Where the string "face" appears in a line of the data, show that line.
*** Opening of SOURCE DATA ***
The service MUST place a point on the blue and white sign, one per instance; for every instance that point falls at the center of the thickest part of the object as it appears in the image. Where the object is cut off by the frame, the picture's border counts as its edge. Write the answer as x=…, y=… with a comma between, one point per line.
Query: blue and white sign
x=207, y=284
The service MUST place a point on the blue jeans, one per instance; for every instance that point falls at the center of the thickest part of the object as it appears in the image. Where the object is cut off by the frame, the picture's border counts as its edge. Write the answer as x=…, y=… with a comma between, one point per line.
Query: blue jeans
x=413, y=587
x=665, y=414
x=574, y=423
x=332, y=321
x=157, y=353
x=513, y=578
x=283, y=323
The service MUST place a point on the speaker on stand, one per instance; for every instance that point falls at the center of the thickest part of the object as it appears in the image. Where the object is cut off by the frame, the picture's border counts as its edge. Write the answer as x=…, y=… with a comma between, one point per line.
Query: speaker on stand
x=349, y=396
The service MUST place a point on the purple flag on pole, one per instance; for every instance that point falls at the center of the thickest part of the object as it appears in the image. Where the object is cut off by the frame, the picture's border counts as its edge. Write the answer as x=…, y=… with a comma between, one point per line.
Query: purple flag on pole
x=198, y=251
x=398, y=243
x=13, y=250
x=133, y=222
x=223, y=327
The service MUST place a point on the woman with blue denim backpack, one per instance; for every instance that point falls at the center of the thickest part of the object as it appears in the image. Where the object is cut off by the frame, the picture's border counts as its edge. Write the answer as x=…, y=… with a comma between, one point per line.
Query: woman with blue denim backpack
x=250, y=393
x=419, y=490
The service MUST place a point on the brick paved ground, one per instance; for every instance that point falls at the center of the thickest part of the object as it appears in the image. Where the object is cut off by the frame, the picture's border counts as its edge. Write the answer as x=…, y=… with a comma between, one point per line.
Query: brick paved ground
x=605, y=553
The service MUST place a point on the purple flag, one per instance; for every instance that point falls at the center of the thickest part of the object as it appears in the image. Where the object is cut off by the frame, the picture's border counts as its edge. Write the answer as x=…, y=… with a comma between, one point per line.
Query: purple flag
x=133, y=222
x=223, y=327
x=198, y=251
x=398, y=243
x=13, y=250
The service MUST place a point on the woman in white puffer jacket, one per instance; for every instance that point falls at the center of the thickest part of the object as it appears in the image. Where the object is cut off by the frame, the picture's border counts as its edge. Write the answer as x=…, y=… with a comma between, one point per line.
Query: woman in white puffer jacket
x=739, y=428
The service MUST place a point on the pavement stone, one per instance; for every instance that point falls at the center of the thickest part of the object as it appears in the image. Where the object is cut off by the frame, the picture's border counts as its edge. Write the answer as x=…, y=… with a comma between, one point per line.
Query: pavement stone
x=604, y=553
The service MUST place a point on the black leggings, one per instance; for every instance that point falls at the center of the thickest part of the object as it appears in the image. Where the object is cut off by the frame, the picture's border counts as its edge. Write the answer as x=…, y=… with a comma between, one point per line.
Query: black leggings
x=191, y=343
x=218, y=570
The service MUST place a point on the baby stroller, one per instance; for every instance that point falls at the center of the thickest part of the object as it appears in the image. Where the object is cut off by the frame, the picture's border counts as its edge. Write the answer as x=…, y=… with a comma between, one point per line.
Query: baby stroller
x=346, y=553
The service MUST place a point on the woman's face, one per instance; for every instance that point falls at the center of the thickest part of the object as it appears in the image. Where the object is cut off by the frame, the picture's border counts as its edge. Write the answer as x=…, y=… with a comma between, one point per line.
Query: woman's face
*** Close of SOURCE DATA ***
RESPONSE BOX =
The service MUST place a point on the woman's face, one per instance; for every instance that point falls at the center of the thickest part of the object as it appears in the image. Where the object is cut off by the frame, the picture's border counts as its edge. Write the answer as x=…, y=… with a comma between, one point per line.
Query: woman's face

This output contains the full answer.